* WHAT YOU NEED TO DO:
[A] Write out the excerpt again from the words "For notation, we" through "the elements matters.", editing "stacked on top of one another" to read "listed one above the other".
[B] In the excerpt, which R function is used to create a vector?

* ARTICLE:
Multivariable Mathematics for Data Science

Author

John Tipton

Published

December 5, 2022

1 Preface

This book will introduce students to multivariable Calculus and linear algebra methods and techniques to be successful in data science, statistics, computer science, and other data-driven, computational disciplines.

The motiviation for this text is to provide both a theoretical understanding of important multivariable methods used in data science as well as giving a hands-on experience using software. Throughout this text, we assume the reader has a solid foundation in univariate calculus (typically two semesters) as well as familiarity with a scripting language (e.g., R or python).

1.1 Getting started in R

TBD

1.2 Some videos that explain useful concepts of linear algebra

1.3 Notation

For notation, we let lowercase Roman letters represent scalar numbers (e.g., n = 5, d = 7), lowercase bold letters represent vectors

\[ \begin{aligned} \textbf{x} = \begin{pmatrix} x_1 \\ x_2 \\ \vdots \\ x_n \end{pmatrix}, \end{aligned} \]

where the elements \(x_1, \ldots, x_n\) are scalars written in lowercase Roman. Note that vectors are assumed to follow a vertical notation where the elements of the vector (the \(x_i\)s are stacked on top of one another) and the order matters. For example, the vector

\[ \begin{aligned} \mathbf{x} & = \begin{pmatrix} 5 \\ 2 \\ 8 \end{pmatrix} \end{aligned} \]

has the first element \(x_1 = 5\), second element \(x_2 = 2\) and third element \(x_3 = 8\). Note that the vector \(\begin{pmatrix} 5 \\ 2 \\ 8 \end{pmatrix}\) is not the same as the vector \(\begin{pmatrix} 8 \\ 2 \\ 5 \end{pmatrix}\) because the order of the elements matters.

We can also write the vector as

\[ \begin{aligned} \textbf{x} = \left( x_1, x_2, \ldots, x_n \right)', \end{aligned} \]

where the \('\) symbol represents the transpose function. For our example matrix, we have \(\begin{pmatrix} 5 \\ 2 \\ 8 \end{pmatrix}' = \begin{pmatrix} 5 & 2 & 8 \end{pmatrix}\) which is the original vector but arranged in a row rather than a column. Likewise, the transpose of a row vector \(\begin{pmatrix} 5 & 2 & 8 \end{pmatrix}' = \begin{pmatrix} 5 \\ 2 \\ 8 \end{pmatrix}\) is a column vector. If \(\mathbf{x}\) is a column vector, we say that \(\mathbf{x}'\) is a row vector and if \(\mathbf{x}\) is a row vector, the \(\mathbf{x}'\) is a column vector.

To create a vector we can use the concatenate function c(). For example, the vector \(\mathbf{x} = \begin{pmatrix} 5 \\ 2 \\ 8 \end{pmatrix}\) can be created as the R object using

x <- c(5, 2, 8)

Collected data:
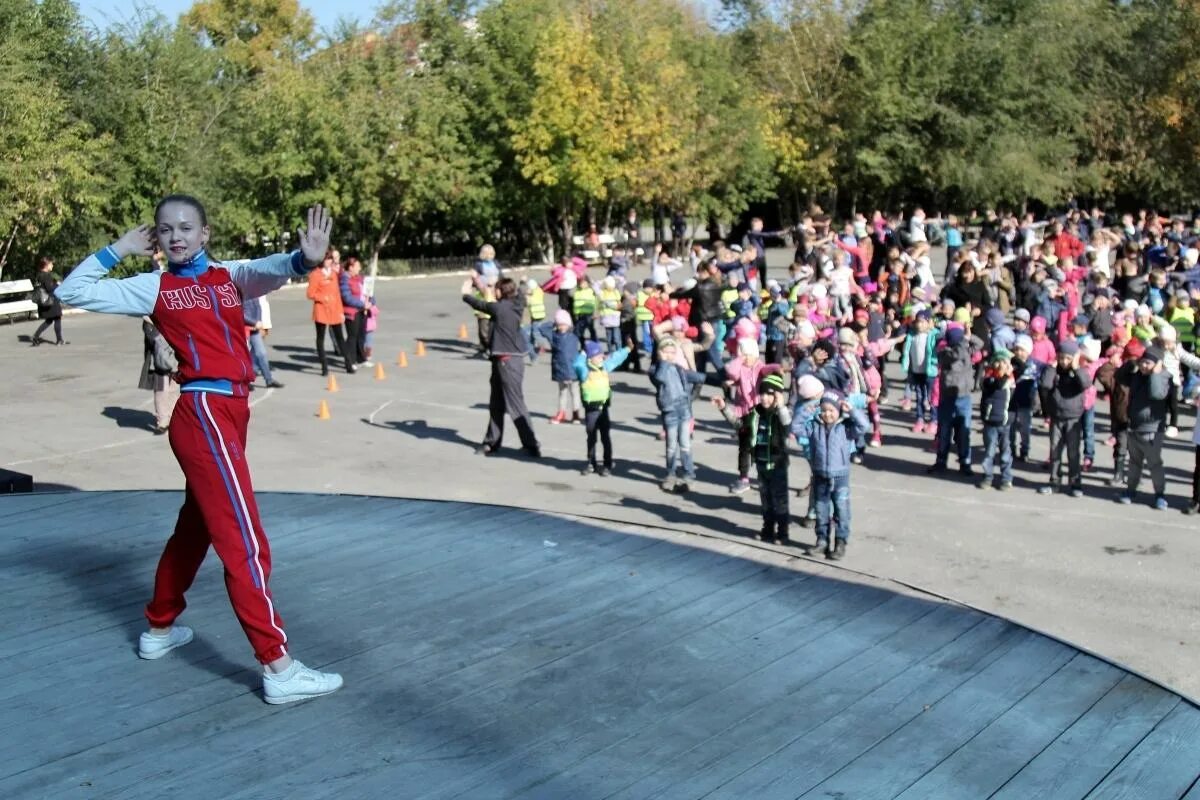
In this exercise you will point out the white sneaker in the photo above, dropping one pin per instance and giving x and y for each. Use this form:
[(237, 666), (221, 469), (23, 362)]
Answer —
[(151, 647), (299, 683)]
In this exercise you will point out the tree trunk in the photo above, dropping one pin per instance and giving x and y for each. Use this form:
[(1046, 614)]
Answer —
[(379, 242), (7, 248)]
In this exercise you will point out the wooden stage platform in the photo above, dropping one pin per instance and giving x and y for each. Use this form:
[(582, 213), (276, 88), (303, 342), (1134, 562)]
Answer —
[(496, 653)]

...

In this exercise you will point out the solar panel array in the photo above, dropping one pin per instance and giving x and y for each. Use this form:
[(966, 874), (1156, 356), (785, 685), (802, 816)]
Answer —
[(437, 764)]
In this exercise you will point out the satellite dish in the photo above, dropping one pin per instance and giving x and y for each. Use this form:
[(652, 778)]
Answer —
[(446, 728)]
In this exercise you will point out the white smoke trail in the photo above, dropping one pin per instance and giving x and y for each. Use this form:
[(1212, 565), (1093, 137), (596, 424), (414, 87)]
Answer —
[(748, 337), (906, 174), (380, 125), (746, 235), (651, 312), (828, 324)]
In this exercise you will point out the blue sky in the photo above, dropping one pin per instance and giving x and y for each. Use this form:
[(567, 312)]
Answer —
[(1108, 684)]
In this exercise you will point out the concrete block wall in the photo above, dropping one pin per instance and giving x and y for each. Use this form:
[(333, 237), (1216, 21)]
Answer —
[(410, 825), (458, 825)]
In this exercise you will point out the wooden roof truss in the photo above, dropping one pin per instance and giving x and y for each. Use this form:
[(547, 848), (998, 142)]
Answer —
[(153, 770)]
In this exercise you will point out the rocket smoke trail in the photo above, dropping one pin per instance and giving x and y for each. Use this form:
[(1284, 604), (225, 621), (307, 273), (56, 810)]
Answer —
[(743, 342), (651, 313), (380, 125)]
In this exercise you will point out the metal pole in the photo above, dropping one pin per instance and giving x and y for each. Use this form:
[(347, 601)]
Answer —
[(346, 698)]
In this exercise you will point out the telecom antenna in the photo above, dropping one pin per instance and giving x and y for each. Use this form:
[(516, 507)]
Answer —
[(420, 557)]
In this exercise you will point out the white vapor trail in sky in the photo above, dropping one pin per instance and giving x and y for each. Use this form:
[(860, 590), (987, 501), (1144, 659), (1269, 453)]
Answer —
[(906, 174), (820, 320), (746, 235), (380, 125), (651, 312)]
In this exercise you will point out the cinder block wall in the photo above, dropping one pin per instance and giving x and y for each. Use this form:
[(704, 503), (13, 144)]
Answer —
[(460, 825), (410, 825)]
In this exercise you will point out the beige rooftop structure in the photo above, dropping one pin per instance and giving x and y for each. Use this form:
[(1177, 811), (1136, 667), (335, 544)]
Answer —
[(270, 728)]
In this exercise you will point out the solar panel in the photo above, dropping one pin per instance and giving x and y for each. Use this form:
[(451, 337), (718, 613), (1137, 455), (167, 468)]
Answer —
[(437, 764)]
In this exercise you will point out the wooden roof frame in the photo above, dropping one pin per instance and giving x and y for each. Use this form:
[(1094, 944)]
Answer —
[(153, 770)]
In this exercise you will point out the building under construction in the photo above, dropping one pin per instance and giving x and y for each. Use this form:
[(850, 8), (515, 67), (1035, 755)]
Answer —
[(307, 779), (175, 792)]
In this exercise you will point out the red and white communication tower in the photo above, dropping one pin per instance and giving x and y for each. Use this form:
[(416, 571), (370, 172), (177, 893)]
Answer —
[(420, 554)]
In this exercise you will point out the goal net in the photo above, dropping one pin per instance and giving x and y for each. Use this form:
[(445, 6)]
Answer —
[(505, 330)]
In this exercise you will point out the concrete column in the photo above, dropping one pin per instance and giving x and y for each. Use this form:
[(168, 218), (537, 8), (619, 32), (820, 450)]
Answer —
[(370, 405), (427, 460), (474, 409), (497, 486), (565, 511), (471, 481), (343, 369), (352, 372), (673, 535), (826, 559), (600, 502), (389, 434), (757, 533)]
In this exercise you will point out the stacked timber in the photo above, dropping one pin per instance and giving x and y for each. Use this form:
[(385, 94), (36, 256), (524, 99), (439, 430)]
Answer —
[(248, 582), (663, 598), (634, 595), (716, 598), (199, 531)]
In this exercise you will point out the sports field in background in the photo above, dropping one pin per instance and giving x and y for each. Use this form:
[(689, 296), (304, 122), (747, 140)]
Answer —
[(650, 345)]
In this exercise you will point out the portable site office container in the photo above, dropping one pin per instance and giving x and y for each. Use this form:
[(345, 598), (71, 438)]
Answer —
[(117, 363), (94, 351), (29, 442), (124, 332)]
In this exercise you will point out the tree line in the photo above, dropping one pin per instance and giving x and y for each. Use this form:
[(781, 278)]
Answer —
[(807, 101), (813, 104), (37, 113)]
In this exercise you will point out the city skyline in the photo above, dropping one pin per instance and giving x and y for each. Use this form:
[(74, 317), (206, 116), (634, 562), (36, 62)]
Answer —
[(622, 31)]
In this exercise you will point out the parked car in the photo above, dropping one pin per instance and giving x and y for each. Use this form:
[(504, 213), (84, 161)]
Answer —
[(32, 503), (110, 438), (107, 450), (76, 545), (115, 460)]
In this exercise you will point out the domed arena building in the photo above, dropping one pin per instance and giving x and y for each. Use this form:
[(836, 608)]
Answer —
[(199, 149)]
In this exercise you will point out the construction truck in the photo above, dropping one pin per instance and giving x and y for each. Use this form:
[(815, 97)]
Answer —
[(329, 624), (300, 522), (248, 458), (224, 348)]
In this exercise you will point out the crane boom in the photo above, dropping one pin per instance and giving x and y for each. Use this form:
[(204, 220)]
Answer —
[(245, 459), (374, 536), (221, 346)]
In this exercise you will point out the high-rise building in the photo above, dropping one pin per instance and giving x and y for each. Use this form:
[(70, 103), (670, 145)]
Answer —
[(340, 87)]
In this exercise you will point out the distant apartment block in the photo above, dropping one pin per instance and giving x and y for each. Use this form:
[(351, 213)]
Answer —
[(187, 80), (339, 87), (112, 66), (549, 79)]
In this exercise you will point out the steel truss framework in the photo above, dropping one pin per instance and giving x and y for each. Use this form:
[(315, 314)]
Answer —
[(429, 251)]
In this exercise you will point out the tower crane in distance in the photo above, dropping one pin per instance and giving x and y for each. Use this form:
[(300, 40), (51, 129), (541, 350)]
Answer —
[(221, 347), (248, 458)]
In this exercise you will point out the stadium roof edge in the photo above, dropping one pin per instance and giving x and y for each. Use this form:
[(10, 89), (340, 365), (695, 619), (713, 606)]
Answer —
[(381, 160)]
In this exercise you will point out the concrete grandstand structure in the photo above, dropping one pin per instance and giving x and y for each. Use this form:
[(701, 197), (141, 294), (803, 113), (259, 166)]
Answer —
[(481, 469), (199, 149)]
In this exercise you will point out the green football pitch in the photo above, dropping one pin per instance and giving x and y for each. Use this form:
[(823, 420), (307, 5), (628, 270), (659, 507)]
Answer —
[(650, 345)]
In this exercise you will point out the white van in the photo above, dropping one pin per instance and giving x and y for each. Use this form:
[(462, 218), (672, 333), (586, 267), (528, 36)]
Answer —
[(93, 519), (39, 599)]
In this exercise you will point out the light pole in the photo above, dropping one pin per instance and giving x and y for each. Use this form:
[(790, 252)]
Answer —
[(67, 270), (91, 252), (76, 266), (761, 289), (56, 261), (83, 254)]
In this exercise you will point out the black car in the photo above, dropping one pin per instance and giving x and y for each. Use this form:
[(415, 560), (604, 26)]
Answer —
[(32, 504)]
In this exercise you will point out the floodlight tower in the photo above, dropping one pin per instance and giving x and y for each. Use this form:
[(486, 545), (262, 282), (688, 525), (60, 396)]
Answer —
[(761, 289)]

* TASK-BY-TASK RESULTS:
[A]
For notation, we let lowercase Roman letters represent scalar numbers (e.g., n = 5, d = 7), lowercase bold letters represent vectors

\[ \begin{aligned} \textbf{x} = \begin{pmatrix} x_1 \\ x_2 \\ \vdots \\ x_n \end{pmatrix}, \end{aligned} \]

where the elements \(x_1, \ldots, x_n\) are scalars written in lowercase Roman. Note that vectors are assumed to follow a vertical notation where the elements of the vector (the \(x_i\)s are listed one above the other) and the order matters. For example, the vector

\[ \begin{aligned} \mathbf{x} & = \begin{pmatrix} 5 \\ 2 \\ 8 \end{pmatrix} \end{aligned} \]

has the first element \(x_1 = 5\), second element \(x_2 = 2\) and third element \(x_3 = 8\). Note that the vector \(\begin{pmatrix} 5 \\ 2 \\ 8 \end{pmatrix}\) is not the same as the vector \(\begin{pmatrix} 8 \\ 2 \\ 5 \end{pmatrix}\) because the order of the elements matters.

[B] The concatenate function, c().